____ Page excerpt

The ‘noise’ is the vast amount of unprocessed data that accumulates whenever something is monitored with a sensing device – be it a security camera, a radar network, a water supply, a cancer-detection technology or a mineral process.

The profit lies in coming up with technologies that can make sense of the data, and see patterns in it that enable people – or machines – to take appropriate action, says Professor Matthew Cuthbertson, CEO of the CRC for Sensor Signal and Information Processing (CSSIP).

Although CSSIP sun-sets this year after 14 years in action, its legacy of profitable small to medium enterprises and technology products lives on.

A recent study by Allen Consulting on the economic impact of CRC research found that CSSIP had earned $3 million from sales to Australia’s defence sector between 2002-04 and $12.5 million in sales to the mining sector in 2004-05.

Because of its work with the defence sector, Australia’s eyes and ears are a lot sharper.  This has included:

- enhancing the performance of Australia’s over-the-horizon radar in picking up incursions into our 200-km offshore zone
- new prototype software for real-time air threat assessment, to assist critical command decisions
- advanced protocols for target tracking and data fusion using multiple types of sensors
- novel ways to generate 3D images from radar data
- advanced algorithms for ship-classification using standard nautical radar

But CSSIP has also developed potentially lifesaving techniques to detect unstable slopes in open-cut mines, new ways to detect pre-cancerous cells from microscope images, better ways to deliver water to farmers and smart networking of security cameras so they can detect criminal or terrorist activity and track the suspects.

Among the CRC’s most notable results is a spinoff called GroundProbe which is marketing slope-stability radar to open-cut mines worldwide. This startup turned over $12.5 million in its second year and could achieve $20 million in 2005/06.  Its technology detects if a sloping piece of ground is becoming unstable enough to collapse, and more than 30 have been deployed worldwide so far.

“There are also many other potential applications for this technology beyond the mining sector, in countries which are prone to landslips or in engineering situations like tunnelling where a surface structure may be undermined.”

________

→ **Work task**:
According to the CSSIP text, how much did the spinoff GroundProbe turn over in its second year? The records have no connection to the CSSIP text.

____ Data for review

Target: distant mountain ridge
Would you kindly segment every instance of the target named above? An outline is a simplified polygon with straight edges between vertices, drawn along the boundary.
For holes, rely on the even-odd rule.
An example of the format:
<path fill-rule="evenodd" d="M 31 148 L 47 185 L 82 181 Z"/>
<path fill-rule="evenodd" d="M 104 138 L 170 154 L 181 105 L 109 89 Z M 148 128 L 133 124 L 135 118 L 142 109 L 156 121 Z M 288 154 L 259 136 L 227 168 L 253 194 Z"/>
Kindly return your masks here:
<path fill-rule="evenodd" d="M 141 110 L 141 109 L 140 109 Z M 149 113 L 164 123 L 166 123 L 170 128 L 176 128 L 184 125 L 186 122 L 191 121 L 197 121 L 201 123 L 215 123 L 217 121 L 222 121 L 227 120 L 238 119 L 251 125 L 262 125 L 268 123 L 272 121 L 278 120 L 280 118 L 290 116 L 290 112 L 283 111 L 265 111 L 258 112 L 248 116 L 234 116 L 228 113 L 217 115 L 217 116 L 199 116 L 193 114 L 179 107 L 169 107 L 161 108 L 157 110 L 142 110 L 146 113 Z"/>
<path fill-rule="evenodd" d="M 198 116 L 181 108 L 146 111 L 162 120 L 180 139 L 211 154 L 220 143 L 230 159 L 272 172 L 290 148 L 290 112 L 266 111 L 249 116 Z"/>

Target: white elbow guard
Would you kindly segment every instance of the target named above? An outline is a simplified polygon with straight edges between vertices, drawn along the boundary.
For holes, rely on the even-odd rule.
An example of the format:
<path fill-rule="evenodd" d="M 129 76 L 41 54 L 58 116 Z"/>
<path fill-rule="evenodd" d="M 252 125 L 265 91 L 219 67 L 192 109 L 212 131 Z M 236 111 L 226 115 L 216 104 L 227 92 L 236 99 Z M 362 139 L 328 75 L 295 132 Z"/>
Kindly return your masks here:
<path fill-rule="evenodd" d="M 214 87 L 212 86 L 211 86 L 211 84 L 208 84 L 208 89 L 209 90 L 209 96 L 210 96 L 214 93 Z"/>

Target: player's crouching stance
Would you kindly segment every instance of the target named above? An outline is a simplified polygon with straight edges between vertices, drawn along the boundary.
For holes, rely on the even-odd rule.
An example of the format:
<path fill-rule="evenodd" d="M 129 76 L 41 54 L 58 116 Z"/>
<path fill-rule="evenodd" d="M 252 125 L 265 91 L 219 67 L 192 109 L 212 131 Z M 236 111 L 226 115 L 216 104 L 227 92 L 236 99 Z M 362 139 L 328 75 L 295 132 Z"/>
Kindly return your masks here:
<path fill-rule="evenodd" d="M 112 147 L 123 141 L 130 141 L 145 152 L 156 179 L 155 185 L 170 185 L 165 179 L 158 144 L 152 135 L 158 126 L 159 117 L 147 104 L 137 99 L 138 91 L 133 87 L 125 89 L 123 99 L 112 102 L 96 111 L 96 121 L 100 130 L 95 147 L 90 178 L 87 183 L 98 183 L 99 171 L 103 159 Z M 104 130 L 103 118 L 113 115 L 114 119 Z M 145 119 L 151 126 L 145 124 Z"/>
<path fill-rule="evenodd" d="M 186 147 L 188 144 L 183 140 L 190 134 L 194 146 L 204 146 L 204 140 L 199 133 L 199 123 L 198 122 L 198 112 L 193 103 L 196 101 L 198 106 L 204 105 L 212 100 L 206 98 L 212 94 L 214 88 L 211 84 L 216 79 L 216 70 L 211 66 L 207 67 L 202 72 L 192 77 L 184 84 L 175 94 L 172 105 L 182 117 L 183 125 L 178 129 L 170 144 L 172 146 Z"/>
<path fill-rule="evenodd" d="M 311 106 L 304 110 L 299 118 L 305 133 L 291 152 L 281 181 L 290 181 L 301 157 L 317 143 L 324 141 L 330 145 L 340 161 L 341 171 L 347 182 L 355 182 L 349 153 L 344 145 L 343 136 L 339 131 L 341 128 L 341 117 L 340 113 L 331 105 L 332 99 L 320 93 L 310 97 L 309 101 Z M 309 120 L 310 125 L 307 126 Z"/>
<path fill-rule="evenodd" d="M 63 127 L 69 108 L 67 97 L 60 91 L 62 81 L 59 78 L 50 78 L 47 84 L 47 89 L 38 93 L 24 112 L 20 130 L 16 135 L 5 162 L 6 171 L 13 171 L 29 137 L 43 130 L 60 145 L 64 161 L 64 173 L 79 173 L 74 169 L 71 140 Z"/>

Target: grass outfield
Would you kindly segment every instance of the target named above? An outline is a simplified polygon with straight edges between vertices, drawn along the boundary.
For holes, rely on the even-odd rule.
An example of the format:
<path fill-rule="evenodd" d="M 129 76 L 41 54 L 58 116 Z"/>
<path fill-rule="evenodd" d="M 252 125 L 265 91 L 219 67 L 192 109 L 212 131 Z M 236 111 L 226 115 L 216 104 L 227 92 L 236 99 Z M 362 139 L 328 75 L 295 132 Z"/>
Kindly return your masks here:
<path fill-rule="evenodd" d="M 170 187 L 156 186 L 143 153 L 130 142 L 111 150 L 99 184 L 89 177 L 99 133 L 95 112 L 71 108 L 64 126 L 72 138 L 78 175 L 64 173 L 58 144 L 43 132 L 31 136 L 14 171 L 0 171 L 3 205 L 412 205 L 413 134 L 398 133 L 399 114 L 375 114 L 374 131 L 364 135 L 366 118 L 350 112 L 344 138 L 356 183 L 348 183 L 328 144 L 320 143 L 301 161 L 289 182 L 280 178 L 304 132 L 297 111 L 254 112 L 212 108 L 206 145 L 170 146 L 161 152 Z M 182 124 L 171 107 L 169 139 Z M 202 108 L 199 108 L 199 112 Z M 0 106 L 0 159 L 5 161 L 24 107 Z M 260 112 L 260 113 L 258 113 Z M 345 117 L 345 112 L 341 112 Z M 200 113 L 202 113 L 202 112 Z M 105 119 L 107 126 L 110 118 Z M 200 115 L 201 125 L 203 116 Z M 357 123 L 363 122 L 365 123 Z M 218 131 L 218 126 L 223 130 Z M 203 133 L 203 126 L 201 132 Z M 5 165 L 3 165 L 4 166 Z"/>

________

→ **Response**:
$12.5 million.